===== Dati dell'esercizio

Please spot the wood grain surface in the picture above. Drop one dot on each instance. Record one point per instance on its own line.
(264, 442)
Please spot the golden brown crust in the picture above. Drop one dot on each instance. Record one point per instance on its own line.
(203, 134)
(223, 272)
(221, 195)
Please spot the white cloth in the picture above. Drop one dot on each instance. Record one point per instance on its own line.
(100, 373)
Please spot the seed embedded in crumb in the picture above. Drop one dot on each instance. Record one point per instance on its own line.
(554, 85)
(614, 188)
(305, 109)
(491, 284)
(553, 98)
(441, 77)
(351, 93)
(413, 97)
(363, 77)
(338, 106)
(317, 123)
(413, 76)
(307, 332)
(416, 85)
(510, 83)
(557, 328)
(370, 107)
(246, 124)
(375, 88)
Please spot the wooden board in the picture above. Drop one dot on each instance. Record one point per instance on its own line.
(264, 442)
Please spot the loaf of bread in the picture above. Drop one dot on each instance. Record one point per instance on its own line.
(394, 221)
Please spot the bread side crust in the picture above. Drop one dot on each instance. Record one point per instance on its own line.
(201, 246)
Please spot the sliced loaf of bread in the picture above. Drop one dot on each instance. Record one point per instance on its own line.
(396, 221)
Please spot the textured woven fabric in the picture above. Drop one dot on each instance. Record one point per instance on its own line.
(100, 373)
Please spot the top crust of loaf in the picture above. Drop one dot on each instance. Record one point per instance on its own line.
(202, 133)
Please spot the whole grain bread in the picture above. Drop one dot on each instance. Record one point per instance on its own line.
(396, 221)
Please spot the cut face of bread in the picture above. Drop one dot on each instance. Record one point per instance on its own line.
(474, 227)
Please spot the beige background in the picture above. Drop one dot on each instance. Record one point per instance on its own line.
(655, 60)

==========

> Richiesta scritta: Riscrivi i record dalla riga che contiene "Please spot the sliced" fino alla fine dei record, estremi inclusi, con le richieste. Sposta ogni coordinata delle risposte aggiungendo 57 a ciascun numero.

> Risposta:
Please spot the sliced loaf of bread in the picture above. Drop one dot on each instance. Record one point per instance on its own line.
(453, 278)
Please spot the textured woven fabric in the picture above. Drop one dot on each instance. Record one point per instance on its own line.
(157, 430)
Please spot the top crust of loaf in the picture above. Drop one dot on each instance. Record one point per instance on its own line.
(259, 190)
Please spot the whole grain bread in the picture above. Drop one dot on each instance. Record one point per instance on its own line.
(453, 278)
Please spot the cut face of bread in the picture above. Drop one dot on each instance. Record one point per instance on its own line.
(531, 284)
Please spot the beige background in the picture above. Drop one dot on each instance. Record one point per instance on its own line.
(712, 117)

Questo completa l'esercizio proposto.